Can you output each of the following items verbatim, line for line?

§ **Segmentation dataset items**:
========

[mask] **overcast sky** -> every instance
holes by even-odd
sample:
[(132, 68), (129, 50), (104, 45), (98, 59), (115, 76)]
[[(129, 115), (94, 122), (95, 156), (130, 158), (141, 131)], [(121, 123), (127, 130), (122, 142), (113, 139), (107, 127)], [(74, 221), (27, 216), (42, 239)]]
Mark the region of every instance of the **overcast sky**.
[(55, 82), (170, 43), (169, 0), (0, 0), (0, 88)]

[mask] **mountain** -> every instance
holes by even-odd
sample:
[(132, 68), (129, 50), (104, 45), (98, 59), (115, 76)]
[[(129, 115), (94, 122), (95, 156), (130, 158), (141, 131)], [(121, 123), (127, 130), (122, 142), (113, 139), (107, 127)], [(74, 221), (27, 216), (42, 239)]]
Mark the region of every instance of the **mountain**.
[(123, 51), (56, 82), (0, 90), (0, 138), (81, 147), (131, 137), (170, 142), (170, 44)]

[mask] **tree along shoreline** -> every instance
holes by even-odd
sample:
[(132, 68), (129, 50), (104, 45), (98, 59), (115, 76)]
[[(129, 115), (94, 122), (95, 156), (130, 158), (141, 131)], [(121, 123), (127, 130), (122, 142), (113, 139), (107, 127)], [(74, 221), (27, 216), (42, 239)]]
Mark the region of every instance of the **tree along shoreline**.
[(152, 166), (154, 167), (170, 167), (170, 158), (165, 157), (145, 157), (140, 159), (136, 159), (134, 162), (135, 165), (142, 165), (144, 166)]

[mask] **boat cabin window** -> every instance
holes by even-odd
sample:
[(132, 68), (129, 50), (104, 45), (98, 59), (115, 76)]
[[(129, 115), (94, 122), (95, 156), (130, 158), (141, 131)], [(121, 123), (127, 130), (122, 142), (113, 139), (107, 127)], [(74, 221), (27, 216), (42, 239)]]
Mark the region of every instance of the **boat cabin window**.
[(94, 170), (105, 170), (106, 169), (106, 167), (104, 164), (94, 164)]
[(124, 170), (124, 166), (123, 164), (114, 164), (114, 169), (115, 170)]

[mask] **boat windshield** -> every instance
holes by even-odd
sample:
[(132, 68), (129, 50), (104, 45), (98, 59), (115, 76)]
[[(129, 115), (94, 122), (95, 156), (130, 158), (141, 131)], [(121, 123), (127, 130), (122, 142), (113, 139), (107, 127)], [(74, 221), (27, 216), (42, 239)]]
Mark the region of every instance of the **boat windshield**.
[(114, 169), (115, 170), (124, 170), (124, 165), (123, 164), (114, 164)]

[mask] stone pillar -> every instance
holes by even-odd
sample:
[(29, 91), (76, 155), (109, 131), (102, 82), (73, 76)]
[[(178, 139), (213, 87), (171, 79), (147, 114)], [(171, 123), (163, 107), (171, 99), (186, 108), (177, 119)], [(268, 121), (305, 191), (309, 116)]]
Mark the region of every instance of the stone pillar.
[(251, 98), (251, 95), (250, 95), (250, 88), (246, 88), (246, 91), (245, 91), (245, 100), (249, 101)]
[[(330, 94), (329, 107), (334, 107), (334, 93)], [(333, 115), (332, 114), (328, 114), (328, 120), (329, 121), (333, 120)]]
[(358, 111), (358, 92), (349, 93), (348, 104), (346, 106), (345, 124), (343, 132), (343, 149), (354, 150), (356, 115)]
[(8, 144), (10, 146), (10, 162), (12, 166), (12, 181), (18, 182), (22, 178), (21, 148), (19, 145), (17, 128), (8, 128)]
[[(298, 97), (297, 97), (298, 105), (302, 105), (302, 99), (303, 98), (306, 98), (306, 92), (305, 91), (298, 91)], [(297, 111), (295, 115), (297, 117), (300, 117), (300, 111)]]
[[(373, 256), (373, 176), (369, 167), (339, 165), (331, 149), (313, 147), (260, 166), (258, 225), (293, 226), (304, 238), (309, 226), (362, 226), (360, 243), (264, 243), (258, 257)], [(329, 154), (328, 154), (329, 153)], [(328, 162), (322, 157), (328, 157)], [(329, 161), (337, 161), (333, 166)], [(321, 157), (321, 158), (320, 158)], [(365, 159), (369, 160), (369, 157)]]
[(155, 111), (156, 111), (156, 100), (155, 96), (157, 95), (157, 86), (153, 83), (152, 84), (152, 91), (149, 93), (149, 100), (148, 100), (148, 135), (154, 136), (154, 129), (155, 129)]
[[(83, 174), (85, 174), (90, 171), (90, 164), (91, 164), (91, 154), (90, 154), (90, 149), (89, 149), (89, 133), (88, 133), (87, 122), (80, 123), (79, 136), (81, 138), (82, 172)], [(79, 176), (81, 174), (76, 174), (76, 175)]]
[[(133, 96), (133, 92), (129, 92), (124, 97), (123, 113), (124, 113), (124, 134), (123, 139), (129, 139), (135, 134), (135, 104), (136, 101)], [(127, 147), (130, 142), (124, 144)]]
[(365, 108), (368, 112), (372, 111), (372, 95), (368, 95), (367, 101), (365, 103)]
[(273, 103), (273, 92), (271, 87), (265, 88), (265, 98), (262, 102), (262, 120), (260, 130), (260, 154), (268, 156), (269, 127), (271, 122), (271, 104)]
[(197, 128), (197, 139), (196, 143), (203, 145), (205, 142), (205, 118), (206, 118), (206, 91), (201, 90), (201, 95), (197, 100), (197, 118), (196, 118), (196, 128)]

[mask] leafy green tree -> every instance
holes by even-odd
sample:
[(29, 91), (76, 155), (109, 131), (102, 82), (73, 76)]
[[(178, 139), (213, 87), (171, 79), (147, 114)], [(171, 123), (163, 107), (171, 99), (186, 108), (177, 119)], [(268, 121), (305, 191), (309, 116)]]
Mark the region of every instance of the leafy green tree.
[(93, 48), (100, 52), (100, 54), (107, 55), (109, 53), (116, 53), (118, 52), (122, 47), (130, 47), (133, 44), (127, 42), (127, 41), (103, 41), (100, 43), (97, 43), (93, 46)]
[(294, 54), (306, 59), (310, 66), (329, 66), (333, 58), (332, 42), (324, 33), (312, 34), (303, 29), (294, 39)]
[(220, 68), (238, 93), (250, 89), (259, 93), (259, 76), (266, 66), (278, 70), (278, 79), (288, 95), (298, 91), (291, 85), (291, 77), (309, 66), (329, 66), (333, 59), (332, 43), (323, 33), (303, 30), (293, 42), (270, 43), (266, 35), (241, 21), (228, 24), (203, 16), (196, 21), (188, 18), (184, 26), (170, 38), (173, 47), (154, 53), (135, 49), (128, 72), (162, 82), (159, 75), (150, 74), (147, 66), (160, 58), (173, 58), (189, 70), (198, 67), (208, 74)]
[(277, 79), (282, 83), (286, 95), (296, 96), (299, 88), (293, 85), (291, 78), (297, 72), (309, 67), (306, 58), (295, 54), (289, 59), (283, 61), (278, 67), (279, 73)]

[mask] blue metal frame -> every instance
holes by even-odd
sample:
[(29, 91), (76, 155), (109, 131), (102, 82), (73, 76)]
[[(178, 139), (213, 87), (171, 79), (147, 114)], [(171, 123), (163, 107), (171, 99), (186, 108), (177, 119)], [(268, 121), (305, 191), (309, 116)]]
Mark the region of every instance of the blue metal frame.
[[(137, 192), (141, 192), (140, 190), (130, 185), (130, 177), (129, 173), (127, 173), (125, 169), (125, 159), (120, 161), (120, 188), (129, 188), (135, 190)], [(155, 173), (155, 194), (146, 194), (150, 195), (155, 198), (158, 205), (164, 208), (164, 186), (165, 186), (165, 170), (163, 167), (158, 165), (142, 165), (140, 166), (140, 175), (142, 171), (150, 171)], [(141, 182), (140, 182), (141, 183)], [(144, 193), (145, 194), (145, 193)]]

========

§ **Task solution**:
[mask] **overcast sky** -> every instance
holes by even-odd
sample:
[(132, 68), (129, 50), (104, 45), (98, 59), (115, 76)]
[[(129, 115), (94, 122), (95, 156), (130, 158), (141, 131)], [(121, 123), (127, 130), (122, 142), (113, 139), (107, 127)], [(74, 221), (27, 216), (42, 239)]]
Mark the region of every instance of the **overcast sky**.
[(55, 82), (170, 43), (169, 0), (0, 0), (0, 88)]

[mask] **mountain** -> every instance
holes by even-odd
sample:
[(132, 68), (129, 50), (104, 45), (98, 59), (115, 76)]
[[(129, 115), (94, 122), (95, 156), (130, 158), (141, 131)], [(121, 123), (127, 130), (122, 142), (113, 139), (107, 127)], [(74, 221), (27, 216), (42, 239)]]
Mark the region of every instance of the **mountain**.
[(123, 51), (56, 82), (0, 90), (0, 138), (81, 147), (131, 137), (170, 142), (170, 44)]

[mask] **tree along shoreline** -> every instance
holes by even-odd
sample:
[(132, 68), (129, 50), (104, 45), (98, 59), (115, 76)]
[[(129, 115), (94, 122), (95, 156), (130, 158), (141, 131)], [(121, 123), (127, 130), (122, 142), (113, 139), (107, 127)], [(74, 221), (27, 216), (42, 239)]]
Mark the region of every instance of the **tree along shoreline**.
[(152, 166), (154, 167), (170, 167), (170, 158), (165, 157), (145, 157), (140, 159), (136, 159), (134, 162), (135, 165), (142, 165), (144, 166)]

[mask] **boat cabin window** -> every instance
holes by even-odd
sample:
[(132, 68), (129, 50), (104, 45), (98, 59), (115, 76)]
[[(129, 115), (94, 122), (95, 156), (130, 158), (141, 131)], [(121, 123), (127, 130), (122, 142), (113, 139), (107, 127)], [(74, 221), (27, 216), (42, 239)]]
Mark the region of every instance of the **boat cabin window**.
[(94, 170), (105, 170), (106, 169), (106, 167), (104, 164), (94, 164)]
[(124, 170), (124, 166), (123, 164), (114, 164), (114, 169), (115, 170)]

[mask] **boat windshield** -> every instance
holes by even-odd
sample:
[(132, 68), (129, 50), (104, 45), (98, 59), (115, 76)]
[[(129, 115), (94, 122), (95, 156), (130, 158), (141, 131)], [(121, 123), (127, 130), (122, 142), (113, 139), (107, 127)], [(74, 221), (27, 216), (42, 239)]]
Mark the region of every instance of the **boat windshield**.
[(114, 169), (115, 170), (124, 170), (124, 165), (123, 164), (114, 164)]

[mask] stone pillar -> every instance
holes by even-odd
sample:
[(29, 91), (76, 155), (109, 131), (102, 82), (73, 76)]
[[(178, 139), (213, 87), (171, 79), (147, 114)], [(171, 123), (163, 107), (171, 99), (186, 108), (177, 119)], [(268, 121), (305, 191), (309, 116)]]
Mark the region of every instance of the stone pillar.
[(251, 98), (251, 95), (250, 95), (250, 88), (246, 88), (246, 91), (245, 91), (245, 100), (249, 101)]
[[(330, 94), (329, 107), (334, 107), (334, 93)], [(333, 115), (332, 114), (328, 114), (328, 120), (329, 121), (333, 120)]]
[(358, 111), (358, 92), (349, 93), (348, 104), (346, 106), (345, 124), (343, 132), (343, 149), (354, 150), (356, 115)]
[(8, 144), (10, 146), (10, 162), (12, 166), (12, 181), (18, 182), (22, 178), (21, 148), (19, 145), (17, 128), (8, 128)]
[[(298, 97), (297, 97), (298, 105), (302, 105), (302, 99), (303, 98), (306, 98), (306, 92), (305, 91), (298, 91)], [(297, 111), (295, 115), (297, 117), (300, 117), (300, 111)]]
[[(373, 256), (373, 176), (369, 167), (339, 165), (331, 149), (313, 147), (260, 166), (258, 225), (293, 226), (304, 238), (309, 226), (362, 226), (360, 243), (264, 243), (258, 257)], [(329, 154), (328, 154), (329, 153)], [(328, 162), (322, 157), (328, 157)], [(329, 161), (337, 161), (333, 166)], [(321, 157), (321, 158), (320, 158)], [(365, 159), (369, 160), (369, 157)]]
[(155, 111), (156, 111), (156, 100), (155, 96), (157, 95), (157, 86), (153, 83), (152, 84), (152, 91), (149, 93), (149, 100), (148, 100), (148, 135), (154, 136), (154, 129), (155, 129)]
[[(83, 174), (85, 174), (90, 171), (90, 164), (91, 164), (91, 154), (90, 154), (90, 149), (89, 149), (89, 133), (88, 133), (87, 122), (80, 123), (79, 136), (81, 138), (82, 172)], [(79, 176), (81, 174), (76, 174), (76, 175)]]
[[(133, 96), (133, 92), (129, 92), (124, 97), (123, 113), (124, 113), (124, 134), (123, 139), (129, 139), (135, 134), (135, 104), (136, 101)], [(127, 147), (130, 142), (124, 144)]]
[(365, 108), (368, 112), (372, 111), (372, 95), (368, 95), (367, 101), (365, 103)]
[(273, 103), (273, 92), (271, 87), (265, 88), (265, 98), (262, 102), (262, 120), (260, 130), (260, 154), (268, 156), (269, 127), (271, 122), (271, 104)]
[(197, 128), (197, 139), (196, 143), (203, 145), (205, 142), (205, 118), (206, 118), (206, 91), (201, 90), (201, 95), (197, 100), (197, 118), (196, 118), (196, 128)]

[mask] leafy green tree -> every instance
holes by even-odd
sample:
[(29, 91), (76, 155), (109, 131), (102, 82), (73, 76)]
[[(178, 139), (213, 87), (171, 79), (147, 114)], [(171, 123), (163, 107), (171, 99), (186, 108), (177, 119)], [(268, 121), (305, 191), (309, 116)]]
Mark the region of every instance of the leafy green tree.
[(93, 48), (100, 52), (100, 54), (107, 55), (109, 53), (116, 53), (118, 52), (122, 47), (130, 47), (133, 44), (127, 42), (127, 41), (103, 41), (100, 43), (97, 43), (93, 46)]
[(294, 54), (306, 59), (310, 66), (329, 66), (333, 58), (332, 42), (324, 33), (312, 34), (303, 29), (294, 39)]
[(220, 68), (238, 93), (250, 89), (259, 93), (259, 76), (266, 66), (278, 70), (278, 79), (288, 95), (298, 91), (291, 85), (291, 77), (309, 66), (329, 66), (333, 59), (332, 43), (323, 33), (303, 30), (293, 42), (270, 43), (266, 35), (241, 21), (228, 24), (203, 16), (196, 21), (188, 18), (184, 26), (170, 38), (173, 47), (154, 53), (135, 49), (128, 72), (162, 82), (159, 75), (150, 74), (147, 66), (160, 58), (173, 58), (189, 70), (198, 67), (208, 74)]
[(277, 79), (282, 83), (286, 95), (296, 96), (299, 88), (293, 85), (291, 78), (297, 72), (309, 67), (306, 58), (295, 54), (289, 59), (283, 61), (278, 67), (279, 73)]

[mask] blue metal frame -> every instance
holes by even-odd
sample:
[(29, 91), (76, 155), (109, 131), (102, 82), (73, 76)]
[[(178, 139), (213, 87), (171, 79), (147, 114)], [(171, 123), (163, 107), (171, 99), (186, 108), (177, 119)], [(268, 121), (305, 191), (309, 116)]]
Mark the region of every instance of the blue metal frame.
[[(137, 192), (141, 192), (140, 190), (130, 185), (130, 177), (129, 173), (127, 173), (125, 169), (125, 159), (120, 161), (120, 188), (129, 188), (135, 190)], [(155, 173), (155, 194), (146, 194), (150, 195), (155, 198), (158, 205), (164, 208), (164, 186), (165, 186), (165, 170), (163, 167), (158, 165), (142, 165), (140, 166), (140, 175), (142, 171), (150, 171)], [(141, 182), (140, 182), (141, 183)], [(144, 193), (145, 194), (145, 193)]]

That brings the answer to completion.